── TEXT PROVIDED ──

I observed that the batch mode takes a very long time to process as the number of sequences becomes large. I traced this to the following code in MELTING 5.2:
configuration/OptionManagement.java, line 605:
BasePair.initialiseNucleicAcidList();
Here is the function in sequences/BasePair.java:
public static void initialiseNucleicAcidList(){
existingNucleicAcids.add("A");
existingNucleicAcids.add("T");
existingNucleicAcids.add("U");
existingNucleicAcids.add("G");
existingNucleicAcids.add("C");
existingNucleicAcids.add("I");
existingNucleicAcids.add("-");
existingNucleicAcids.add("A*");
existingNucleicAcids.add("AL");
existingNucleicAcids.add("TL");
existingNucleicAcids.add("GL");
existingNucleicAcids.add("CL");
existingNucleicAcids.add("UL");
existingNucleicAcids.add("X_C");
existingNucleicAcids.add("X_T");
}
The issue seems to be that call in OptionManagement adds the nucleic acids to the internal list of acids for the class object, not an instance. The environment is reconstructed for every sequence so this method is called over and over and the list grows with every initialization. Since every call to parse the nucleic acids from a sequence requires traversing the entire list, run time becomes O(n^2). I fixed this locally by removing the code in the initialization function and statically declaring the array:
...

───

■ STATED TASK 1: Which rows contain the string "tree"? List every one of them.
The rows in this block have no connection to the MELTING bug report.

── DATA PROVIDED ──

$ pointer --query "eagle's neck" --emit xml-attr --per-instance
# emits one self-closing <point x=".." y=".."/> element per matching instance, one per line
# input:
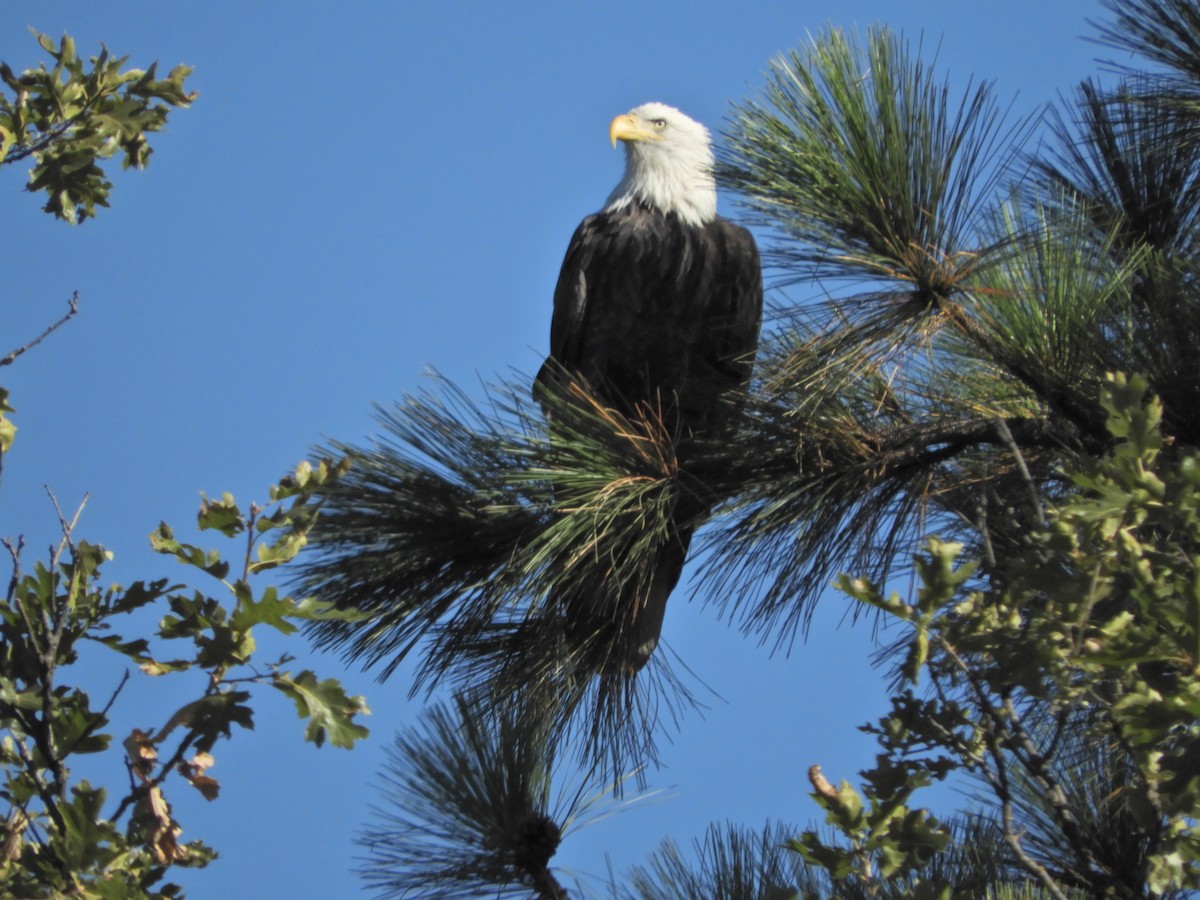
<point x="681" y="181"/>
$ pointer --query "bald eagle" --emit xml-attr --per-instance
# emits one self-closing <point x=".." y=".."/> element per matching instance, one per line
<point x="657" y="312"/>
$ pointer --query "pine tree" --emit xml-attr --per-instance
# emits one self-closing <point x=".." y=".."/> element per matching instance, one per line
<point x="1005" y="358"/>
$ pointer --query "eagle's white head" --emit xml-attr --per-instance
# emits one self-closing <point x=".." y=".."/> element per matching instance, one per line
<point x="669" y="163"/>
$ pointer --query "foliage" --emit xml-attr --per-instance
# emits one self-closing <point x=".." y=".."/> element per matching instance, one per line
<point x="69" y="118"/>
<point x="63" y="835"/>
<point x="1011" y="369"/>
<point x="67" y="837"/>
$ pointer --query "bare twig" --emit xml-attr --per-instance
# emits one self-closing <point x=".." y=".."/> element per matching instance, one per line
<point x="1006" y="435"/>
<point x="72" y="309"/>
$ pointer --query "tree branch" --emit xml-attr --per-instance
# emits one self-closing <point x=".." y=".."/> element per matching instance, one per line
<point x="72" y="309"/>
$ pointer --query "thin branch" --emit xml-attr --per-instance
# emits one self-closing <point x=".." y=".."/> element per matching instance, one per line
<point x="72" y="309"/>
<point x="1006" y="435"/>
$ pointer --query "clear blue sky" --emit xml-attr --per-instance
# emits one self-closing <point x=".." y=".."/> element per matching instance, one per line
<point x="365" y="190"/>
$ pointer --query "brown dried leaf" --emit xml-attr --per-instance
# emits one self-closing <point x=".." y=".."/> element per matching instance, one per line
<point x="142" y="754"/>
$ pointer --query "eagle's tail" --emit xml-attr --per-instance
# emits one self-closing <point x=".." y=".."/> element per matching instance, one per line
<point x="617" y="630"/>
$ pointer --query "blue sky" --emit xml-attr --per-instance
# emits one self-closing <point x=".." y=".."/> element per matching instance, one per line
<point x="364" y="191"/>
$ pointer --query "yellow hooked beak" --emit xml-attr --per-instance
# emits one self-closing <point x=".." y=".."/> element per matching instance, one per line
<point x="628" y="126"/>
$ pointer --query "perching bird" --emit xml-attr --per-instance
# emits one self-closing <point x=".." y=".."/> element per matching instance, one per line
<point x="657" y="312"/>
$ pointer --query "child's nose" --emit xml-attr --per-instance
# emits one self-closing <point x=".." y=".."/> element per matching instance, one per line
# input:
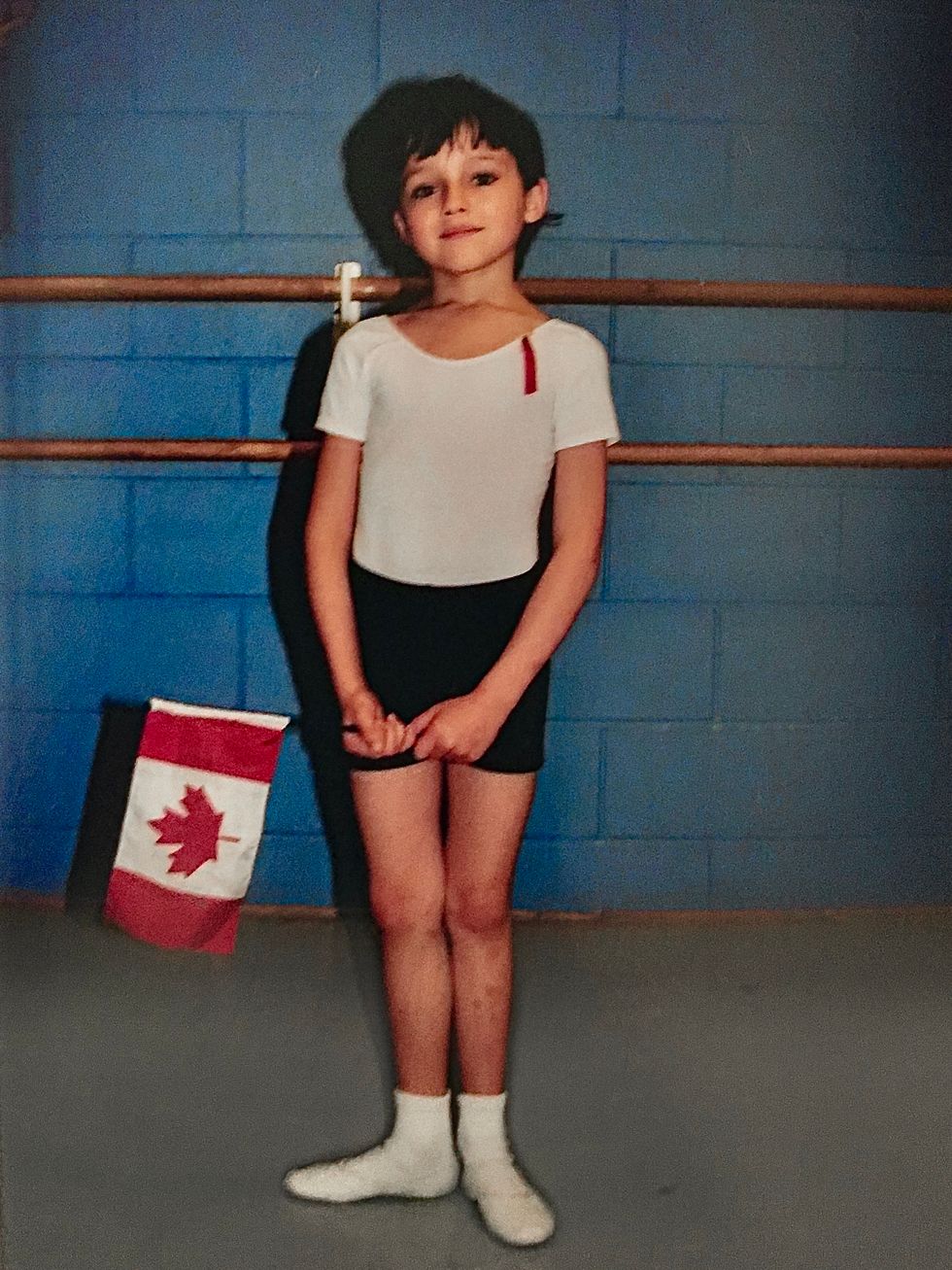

───

■ STATED TASK 2: Continue the MELTING bug report from the last sentence shown.

■ EXERCISE RESULT 1:
$ pointer --query "pine tree" --emit xml-attr --per-instance
$ pointer --query "tree branch" --emit xml-attr --per-instance

■ EXERCISE RESULT 2:
private static ArrayList<String> existingNucleicAcids = new ArrayList<String>(
Arrays.asList(
"A",
"T",
"U",
"G",
"C",
"I",
"-",
"A*",
"AL",
"TL",
"GL",
"CL",
"UL",
"X_C",
"X_T"
)
);
public static void initialiseNucleicAcidList(){
}
This changed the run time for 50,000 sequences from > 2 hrs to ~15 sec.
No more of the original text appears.